(Tasks to complete)
1) In the court opinion, rewrite the passage from "Tiday Casey, Ronald" to "Defendants and Respondents." and change "Respondents" to "Appellees".
2) Answer these questions from the court opinion:
(a) Which court's judgment was appealed?
(b) What is the docket number?
(c) To which company did Robert H. Grant and his subsidiary organizations assign their claims against the defendants?

(Source text)
Summary
In London Homes, Inc. v. Korn (1965) 234 Cal.App.2d 233 [ 44 Cal.Rptr. 262], the court limited the definition of economic and business duress as follows at page 240: "`... And since the definitions of duress and menace embrace the element of unlawfulness, it is not duress or menace to threaten nonperformance of a contract, to institute litigation, or otherwise to do what one has a legal right to do....'"
Summary of this case from U.S. Hertz, Inc. v. Niobrara FarmsOpinion
Docket No. 7514.
May 5, 1965.
APPEAL from a judgment of the Superior Court of Orange County. Ronald M. Crookshank, Judge. Affirmed.
Action for damages arising out of the alleged forced renegotiation of a contract for the sale of real property by virtue of business compulsion or duress. Findings amended, and judgment for defendants affirmed.
Tiday Casey, Ronald L. Tiday and Lawrence P. Casey for Plaintiff and Appellant.
Arthur M. Bradley and Gordon X. Richmond for Defendants and Respondents.
Robert H. Grant, a designer and executant of subdivisions in Orange County and other areas of southern California, and his various subsidiary organizations engaged in the same enterprises, executed an assignment of all claims which they might have against the defendants to London Homes, Inc., the plaintiff and appellant herein. For the sake of effective exposition, we shall refer to this whole group of planners and builders as "plaintiff" without in all instances going into the details of the preliminary relationship of these people. In other words, for the sake of conciseness, the entrepreneurs will be referred to herein under one grouping as "plaintiff" or as "appellant."

(Dataset section)

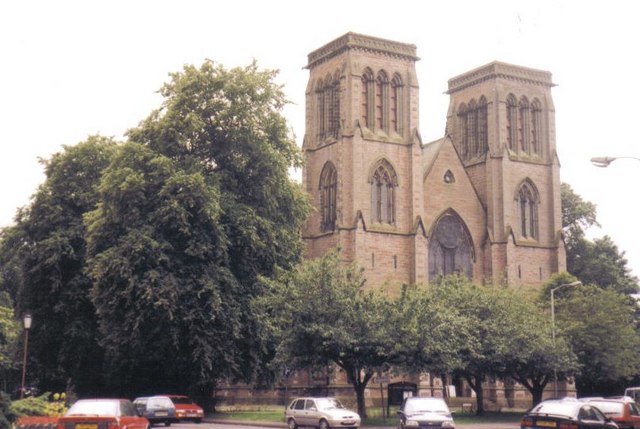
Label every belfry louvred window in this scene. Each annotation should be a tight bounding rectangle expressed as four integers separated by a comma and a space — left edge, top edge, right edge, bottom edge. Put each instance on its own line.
370, 160, 398, 224
319, 162, 338, 231
360, 69, 405, 135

(Worked answers)
1)
Tiday Casey, Ronald L. Tiday and Lawrence P. Casey for Plaintiff and Appellant.
Arthur M. Bradley and Gordon X. Richmond for Defendants and Appellees.

2)
(a) The Superior Court of Orange County.
(b) 7514.
(c) London Homes, Inc.